* _Problem details_:
Collect every line in the entries below that contains the word "illuminated". Case counts.

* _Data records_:
%%

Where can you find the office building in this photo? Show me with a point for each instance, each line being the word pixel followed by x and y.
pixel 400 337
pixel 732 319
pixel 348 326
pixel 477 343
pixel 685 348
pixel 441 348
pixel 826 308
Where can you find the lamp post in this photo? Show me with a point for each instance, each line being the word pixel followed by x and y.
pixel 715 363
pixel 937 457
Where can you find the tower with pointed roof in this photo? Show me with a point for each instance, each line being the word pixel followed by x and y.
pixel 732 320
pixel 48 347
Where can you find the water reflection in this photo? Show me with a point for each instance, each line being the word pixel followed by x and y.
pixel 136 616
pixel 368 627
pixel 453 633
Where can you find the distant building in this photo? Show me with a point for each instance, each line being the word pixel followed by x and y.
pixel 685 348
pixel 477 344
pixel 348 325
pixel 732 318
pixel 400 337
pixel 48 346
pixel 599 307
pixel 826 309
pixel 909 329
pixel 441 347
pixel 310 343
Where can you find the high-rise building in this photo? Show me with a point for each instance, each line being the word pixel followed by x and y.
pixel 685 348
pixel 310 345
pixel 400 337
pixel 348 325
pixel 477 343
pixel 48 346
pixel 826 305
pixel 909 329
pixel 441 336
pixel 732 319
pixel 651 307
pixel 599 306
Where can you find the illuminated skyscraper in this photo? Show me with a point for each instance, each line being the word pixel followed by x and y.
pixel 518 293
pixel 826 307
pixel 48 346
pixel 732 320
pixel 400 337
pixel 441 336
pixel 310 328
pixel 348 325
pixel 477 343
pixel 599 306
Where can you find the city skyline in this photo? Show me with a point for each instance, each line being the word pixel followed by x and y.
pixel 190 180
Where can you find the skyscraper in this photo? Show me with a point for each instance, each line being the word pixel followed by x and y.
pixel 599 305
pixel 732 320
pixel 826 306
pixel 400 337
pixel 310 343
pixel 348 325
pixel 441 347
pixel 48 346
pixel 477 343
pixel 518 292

%%
%%

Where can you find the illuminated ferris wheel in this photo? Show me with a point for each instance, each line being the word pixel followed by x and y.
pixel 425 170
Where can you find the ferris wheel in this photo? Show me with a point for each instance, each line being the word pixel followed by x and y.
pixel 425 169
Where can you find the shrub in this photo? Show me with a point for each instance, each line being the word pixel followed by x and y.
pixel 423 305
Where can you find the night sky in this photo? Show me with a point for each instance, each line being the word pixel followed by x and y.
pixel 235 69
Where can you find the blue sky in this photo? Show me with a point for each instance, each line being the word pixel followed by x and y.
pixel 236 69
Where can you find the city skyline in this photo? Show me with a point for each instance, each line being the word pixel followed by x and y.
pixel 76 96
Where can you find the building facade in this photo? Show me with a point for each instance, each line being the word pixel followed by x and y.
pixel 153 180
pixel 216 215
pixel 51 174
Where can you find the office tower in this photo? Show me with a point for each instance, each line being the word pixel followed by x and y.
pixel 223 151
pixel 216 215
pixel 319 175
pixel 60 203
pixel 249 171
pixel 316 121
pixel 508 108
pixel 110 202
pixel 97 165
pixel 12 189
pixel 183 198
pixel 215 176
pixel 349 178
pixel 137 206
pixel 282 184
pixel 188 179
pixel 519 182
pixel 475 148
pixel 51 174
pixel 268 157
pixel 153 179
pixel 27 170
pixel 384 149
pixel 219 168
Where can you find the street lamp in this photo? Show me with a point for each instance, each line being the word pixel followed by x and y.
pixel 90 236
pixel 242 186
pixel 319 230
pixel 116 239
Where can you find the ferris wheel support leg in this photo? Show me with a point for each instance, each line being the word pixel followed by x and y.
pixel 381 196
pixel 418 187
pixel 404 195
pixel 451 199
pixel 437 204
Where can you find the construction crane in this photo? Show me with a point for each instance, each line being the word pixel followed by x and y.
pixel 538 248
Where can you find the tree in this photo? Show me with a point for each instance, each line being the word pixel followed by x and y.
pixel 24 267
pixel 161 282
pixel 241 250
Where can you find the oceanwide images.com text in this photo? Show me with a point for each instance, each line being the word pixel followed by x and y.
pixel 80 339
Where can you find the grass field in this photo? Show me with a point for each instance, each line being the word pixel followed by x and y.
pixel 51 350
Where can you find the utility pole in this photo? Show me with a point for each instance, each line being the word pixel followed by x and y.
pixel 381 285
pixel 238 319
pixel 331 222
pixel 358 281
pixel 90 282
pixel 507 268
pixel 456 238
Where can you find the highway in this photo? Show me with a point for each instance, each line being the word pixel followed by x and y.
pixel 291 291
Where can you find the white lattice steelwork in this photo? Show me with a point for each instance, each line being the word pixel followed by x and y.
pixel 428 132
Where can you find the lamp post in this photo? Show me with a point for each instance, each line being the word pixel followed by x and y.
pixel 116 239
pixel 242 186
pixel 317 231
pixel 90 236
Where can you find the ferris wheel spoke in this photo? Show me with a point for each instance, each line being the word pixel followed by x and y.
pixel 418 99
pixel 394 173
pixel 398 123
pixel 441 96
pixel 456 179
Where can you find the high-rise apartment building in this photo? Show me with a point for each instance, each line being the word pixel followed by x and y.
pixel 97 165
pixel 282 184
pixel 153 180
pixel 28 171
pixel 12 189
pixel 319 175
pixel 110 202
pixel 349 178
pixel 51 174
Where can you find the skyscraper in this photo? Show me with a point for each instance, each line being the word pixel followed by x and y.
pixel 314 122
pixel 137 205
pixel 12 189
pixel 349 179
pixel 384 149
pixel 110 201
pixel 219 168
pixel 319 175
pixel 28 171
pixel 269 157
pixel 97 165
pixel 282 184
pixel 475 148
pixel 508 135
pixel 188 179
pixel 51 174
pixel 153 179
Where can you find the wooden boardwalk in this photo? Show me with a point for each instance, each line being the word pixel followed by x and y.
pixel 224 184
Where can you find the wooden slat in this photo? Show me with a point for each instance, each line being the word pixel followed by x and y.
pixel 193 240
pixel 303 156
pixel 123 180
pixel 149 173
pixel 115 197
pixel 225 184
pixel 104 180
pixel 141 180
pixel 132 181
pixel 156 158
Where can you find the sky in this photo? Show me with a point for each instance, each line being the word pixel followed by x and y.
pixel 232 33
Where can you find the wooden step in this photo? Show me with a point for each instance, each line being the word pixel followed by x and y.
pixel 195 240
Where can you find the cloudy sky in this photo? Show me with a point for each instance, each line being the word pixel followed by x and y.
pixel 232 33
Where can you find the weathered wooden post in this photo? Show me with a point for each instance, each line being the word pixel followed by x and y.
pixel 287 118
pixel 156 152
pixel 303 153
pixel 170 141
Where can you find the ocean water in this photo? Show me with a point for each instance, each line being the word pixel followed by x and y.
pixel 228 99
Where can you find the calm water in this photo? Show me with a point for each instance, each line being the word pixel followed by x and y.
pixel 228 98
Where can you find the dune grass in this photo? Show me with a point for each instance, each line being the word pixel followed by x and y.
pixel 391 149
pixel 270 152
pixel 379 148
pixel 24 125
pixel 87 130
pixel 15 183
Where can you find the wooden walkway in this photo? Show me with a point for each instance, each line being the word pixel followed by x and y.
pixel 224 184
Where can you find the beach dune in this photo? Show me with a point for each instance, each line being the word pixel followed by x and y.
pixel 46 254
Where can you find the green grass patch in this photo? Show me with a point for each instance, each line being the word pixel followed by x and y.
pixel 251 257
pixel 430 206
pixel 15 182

%%
%%

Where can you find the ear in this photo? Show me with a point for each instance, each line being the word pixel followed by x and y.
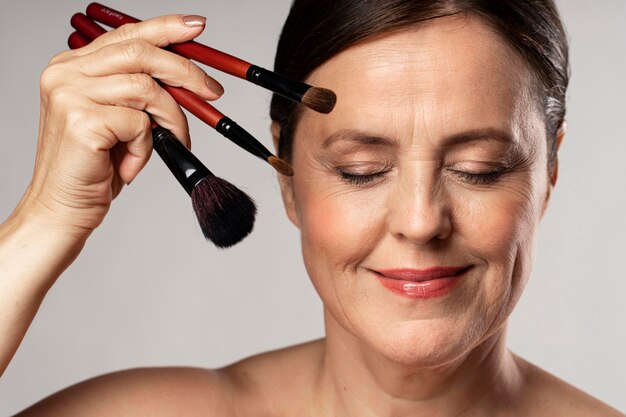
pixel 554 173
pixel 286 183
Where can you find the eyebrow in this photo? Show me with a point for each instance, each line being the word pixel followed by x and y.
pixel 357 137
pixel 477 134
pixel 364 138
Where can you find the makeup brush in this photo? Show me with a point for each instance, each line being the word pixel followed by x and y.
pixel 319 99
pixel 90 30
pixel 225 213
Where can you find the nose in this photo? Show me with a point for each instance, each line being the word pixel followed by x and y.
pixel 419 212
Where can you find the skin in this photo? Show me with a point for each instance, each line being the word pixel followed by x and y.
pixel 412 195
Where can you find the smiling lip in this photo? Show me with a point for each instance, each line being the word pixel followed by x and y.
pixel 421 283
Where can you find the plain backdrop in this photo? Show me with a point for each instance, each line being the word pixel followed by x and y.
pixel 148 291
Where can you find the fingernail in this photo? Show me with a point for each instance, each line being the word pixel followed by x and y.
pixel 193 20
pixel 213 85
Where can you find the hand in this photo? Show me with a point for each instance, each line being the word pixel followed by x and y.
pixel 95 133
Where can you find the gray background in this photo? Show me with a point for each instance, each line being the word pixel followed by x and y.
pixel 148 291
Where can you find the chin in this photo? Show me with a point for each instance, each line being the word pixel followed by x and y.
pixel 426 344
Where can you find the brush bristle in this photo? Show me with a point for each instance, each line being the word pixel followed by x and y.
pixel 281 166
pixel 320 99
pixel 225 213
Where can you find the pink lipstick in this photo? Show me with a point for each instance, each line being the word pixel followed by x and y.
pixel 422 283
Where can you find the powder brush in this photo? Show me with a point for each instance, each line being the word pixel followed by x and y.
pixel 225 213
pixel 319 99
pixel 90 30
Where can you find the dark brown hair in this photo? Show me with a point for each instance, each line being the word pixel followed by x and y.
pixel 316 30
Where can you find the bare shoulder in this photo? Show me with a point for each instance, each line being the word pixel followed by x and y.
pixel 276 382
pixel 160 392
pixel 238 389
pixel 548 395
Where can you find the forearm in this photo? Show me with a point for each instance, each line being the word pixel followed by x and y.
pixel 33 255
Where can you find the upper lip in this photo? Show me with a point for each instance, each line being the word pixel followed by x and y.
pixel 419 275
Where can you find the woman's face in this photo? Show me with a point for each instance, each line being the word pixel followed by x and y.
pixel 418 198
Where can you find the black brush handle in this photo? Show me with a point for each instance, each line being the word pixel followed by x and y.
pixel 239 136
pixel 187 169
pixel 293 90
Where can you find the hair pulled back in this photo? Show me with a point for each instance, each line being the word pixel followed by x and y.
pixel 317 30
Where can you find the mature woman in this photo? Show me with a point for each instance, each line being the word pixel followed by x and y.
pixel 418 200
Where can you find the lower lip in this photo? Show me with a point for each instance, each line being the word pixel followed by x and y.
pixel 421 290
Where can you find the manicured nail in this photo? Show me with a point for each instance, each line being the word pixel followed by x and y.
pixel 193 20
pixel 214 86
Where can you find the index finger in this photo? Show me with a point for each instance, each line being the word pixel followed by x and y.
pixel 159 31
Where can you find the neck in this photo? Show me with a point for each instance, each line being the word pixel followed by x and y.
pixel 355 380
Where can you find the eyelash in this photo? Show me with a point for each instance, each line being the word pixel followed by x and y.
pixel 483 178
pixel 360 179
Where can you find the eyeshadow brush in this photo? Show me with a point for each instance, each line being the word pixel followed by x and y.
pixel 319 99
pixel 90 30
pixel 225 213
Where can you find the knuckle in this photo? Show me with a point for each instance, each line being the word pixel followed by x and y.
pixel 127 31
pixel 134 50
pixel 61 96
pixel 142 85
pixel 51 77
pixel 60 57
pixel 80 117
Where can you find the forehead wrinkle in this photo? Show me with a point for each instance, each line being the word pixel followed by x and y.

%%

* _Solution_:
Where can you find the illuminated skyscraper in this photo? Show me with a point for each instance, each line being the word pixel followed by x and y.
Where can you find the illuminated ferris wheel in this photo? Show me with a point for each instance, each line being the word pixel followed by x and y.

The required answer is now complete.